FAST45 Public Lecture IV – The Uses, Abuses and Possible Futures of the Workshop in Arts Education

FAST45 Learning Platform Public Lecture IV – The Uses, Abuses and Possible Futures of the Workshop in Arts Education

Presented by Dr Jake Watts

Friday 29 April, 2022

12:00 – 14:00 CEST

Register here

 

The FAST45 research project is considering the past, present, possible and preferable futures for higher arts education and the employment of artists. The workshop is intrinsically entangled within the histories, current articulations and future envisioning of these issues. This online lecture will explore the various applications of the workshop as it has mutated across the pandemic context to address analogue, digital and hybridised learning delivery; specifically in the case of teaching Art as Process: Ways of Learning, Making, Working Together at the University of Edinburgh. The FAST45 Learning Platform Public Lecture Series is produced by TU Dublin. This lecture & open Q&A session will be moderated by Glenn Loughran (PhD).

--- What you will do ---
Decide whether each statement agrees with the lecture announcement, answering yes or no and quoting the deciding words: 1. Glenn Loughran presents the lecture. 2. TU Dublin produces the lecture series. 3. The lecture is held in person at the University of Edinburgh. The entries that come next are not needed for anything here.

--- Supplied entries ---

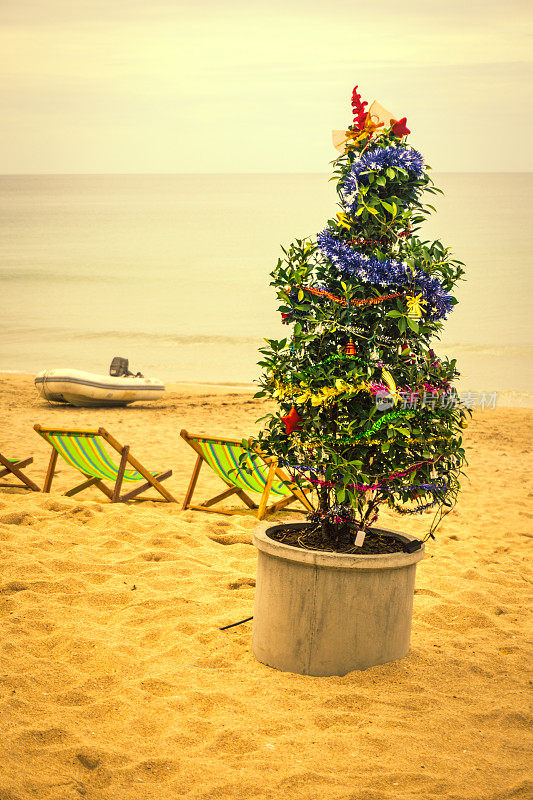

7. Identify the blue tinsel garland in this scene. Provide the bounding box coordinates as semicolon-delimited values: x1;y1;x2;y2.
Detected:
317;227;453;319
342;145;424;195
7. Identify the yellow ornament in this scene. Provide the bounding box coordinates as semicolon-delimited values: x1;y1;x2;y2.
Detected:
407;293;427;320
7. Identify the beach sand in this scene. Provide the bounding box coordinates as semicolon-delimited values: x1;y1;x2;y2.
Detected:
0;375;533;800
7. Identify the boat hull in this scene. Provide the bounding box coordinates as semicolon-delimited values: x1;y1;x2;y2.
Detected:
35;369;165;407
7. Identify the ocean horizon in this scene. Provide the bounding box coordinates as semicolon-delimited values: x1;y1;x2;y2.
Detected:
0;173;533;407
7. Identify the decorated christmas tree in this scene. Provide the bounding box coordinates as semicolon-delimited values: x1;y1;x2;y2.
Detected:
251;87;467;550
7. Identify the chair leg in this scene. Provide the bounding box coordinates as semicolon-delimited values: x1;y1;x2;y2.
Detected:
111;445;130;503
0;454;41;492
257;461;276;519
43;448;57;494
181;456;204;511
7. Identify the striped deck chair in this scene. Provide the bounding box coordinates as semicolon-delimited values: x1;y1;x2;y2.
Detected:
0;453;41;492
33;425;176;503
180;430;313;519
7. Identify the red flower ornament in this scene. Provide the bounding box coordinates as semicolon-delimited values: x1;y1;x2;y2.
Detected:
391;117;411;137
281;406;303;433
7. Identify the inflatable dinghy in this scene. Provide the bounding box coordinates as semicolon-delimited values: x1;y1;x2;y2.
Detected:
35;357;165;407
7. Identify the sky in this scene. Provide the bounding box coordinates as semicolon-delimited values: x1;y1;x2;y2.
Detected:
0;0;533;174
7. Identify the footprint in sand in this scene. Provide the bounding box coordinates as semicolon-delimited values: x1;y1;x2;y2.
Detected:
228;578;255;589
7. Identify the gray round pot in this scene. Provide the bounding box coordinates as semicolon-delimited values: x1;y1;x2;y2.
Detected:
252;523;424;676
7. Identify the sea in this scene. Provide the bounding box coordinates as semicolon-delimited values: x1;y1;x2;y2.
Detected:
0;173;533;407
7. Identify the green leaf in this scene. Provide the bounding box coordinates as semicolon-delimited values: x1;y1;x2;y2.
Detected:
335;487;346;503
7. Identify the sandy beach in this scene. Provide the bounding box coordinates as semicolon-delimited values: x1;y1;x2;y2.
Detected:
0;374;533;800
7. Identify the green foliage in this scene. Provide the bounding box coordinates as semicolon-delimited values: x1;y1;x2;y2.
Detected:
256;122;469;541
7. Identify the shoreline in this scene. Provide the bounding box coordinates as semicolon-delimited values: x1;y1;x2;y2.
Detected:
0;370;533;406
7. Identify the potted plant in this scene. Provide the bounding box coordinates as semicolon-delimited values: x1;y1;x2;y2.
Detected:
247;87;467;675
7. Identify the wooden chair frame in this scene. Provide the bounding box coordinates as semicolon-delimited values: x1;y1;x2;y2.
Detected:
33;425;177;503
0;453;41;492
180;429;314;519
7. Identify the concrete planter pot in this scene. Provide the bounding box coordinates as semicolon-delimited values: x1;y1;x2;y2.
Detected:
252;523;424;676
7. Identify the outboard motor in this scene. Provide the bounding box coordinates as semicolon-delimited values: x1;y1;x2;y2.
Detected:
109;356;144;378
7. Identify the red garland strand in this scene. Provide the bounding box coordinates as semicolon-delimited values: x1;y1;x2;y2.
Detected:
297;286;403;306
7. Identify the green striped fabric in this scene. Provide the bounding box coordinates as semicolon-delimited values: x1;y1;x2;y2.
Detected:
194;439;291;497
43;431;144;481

--- Exercise result ---
1. No: "Presented by Dr Jake Watts" and "moderated by Glenn Loughran (PhD)"
2. Yes: "The FAST45 Learning Platform Public Lecture Series is produced by TU Dublin."
3. No: "This online lecture"